## What the exercise asks
In the IMF mission statement text, substitute "management clearance" for "management approval" and write out the passage from "The authorities have" up to and including "discussion and decision.".

## Text provided
....

A Concluding Statement describes the preliminary findings of IMF staff at the end of an official staff visit (or ‘mission’), in most cases to a member country. Missions are undertaken as part of regular (usually annual) consultations under Article IV of the IMF's Articles of Agreement, in the context of a request to use IMF resources (borrow from the IMF), as part of discussions of staff monitored programs, or as part of other staff monitoring of economic developments.

The authorities have consented to the publication of this statement. The views expressed in this statement are those of the IMF staff and do not necessarily represent the views of the IMF’s Executive Board. Based on the preliminary findings of this mission, staff will prepare a report that, subject to management approval, will be presented to the IMF Executive Board for discussion and decision.

....

## Location identification items
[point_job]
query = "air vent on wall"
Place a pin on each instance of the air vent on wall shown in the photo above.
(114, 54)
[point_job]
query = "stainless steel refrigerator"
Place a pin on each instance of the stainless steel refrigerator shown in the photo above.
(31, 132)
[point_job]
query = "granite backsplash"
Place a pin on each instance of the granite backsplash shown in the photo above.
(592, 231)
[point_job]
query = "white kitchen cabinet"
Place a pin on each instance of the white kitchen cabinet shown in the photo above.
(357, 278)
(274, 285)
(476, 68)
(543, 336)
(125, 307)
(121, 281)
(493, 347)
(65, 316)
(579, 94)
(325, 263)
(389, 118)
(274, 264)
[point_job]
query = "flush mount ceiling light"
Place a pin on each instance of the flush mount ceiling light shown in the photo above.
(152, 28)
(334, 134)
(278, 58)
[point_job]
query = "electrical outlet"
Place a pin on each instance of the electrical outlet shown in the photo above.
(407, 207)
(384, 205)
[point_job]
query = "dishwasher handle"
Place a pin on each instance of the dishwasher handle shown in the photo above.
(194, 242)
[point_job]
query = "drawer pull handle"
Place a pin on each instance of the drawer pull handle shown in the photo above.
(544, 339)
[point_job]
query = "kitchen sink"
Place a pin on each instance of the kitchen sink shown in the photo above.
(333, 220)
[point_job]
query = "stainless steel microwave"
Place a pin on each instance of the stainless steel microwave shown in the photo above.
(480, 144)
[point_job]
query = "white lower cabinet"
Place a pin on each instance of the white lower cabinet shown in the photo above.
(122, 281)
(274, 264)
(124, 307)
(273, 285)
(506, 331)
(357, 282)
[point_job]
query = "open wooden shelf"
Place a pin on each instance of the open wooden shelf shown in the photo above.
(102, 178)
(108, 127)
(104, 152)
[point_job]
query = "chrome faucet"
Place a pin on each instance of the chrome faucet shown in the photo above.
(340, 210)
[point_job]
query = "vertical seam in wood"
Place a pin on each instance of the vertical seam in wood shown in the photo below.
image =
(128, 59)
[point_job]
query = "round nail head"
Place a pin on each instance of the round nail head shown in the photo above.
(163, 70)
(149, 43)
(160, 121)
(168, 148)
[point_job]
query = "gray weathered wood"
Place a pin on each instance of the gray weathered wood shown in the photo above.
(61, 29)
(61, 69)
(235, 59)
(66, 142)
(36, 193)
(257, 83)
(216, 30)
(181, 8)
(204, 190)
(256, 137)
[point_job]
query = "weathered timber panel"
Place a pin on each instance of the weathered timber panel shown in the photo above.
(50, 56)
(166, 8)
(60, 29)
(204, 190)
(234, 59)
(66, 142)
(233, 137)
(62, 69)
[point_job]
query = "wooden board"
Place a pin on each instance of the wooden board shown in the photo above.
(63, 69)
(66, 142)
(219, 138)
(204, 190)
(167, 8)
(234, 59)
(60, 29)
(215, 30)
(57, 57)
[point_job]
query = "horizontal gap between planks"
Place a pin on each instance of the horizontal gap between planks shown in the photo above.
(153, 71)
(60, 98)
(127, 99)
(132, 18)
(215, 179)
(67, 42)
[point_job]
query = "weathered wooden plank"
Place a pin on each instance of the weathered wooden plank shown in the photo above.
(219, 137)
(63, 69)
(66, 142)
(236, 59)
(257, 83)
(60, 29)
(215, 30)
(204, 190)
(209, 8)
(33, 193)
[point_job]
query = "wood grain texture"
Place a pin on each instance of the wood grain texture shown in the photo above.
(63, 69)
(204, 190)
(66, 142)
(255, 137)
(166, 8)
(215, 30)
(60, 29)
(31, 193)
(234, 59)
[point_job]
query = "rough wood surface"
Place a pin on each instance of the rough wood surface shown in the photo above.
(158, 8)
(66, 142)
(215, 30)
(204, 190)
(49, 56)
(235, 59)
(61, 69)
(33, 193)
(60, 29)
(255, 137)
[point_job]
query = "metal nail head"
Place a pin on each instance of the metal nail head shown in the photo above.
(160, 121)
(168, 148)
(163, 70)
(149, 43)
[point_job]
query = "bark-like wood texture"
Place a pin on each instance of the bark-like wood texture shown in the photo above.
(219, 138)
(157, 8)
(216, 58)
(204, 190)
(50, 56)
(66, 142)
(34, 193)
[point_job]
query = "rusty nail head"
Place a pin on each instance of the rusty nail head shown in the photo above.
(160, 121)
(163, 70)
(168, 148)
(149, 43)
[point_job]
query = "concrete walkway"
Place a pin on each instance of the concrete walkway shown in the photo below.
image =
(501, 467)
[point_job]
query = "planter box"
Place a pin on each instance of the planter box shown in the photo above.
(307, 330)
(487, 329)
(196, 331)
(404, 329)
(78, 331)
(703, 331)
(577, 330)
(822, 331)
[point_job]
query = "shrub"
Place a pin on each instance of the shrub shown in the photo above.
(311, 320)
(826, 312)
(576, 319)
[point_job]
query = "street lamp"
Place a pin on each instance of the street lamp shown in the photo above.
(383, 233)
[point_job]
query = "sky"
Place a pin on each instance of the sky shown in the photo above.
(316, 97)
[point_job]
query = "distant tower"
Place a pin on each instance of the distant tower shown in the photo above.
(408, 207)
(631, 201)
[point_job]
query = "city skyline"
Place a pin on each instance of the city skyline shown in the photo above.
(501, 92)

....

## Reply to the exercise
The authorities have consented to the publication of this statement. The views expressed in this statement are those of the IMF staff and do not necessarily represent the views of the IMF’s Executive Board. Based on the preliminary findings of this mission, staff will prepare a report that, subject to management clearance, will be presented to the IMF Executive Board for discussion and decision.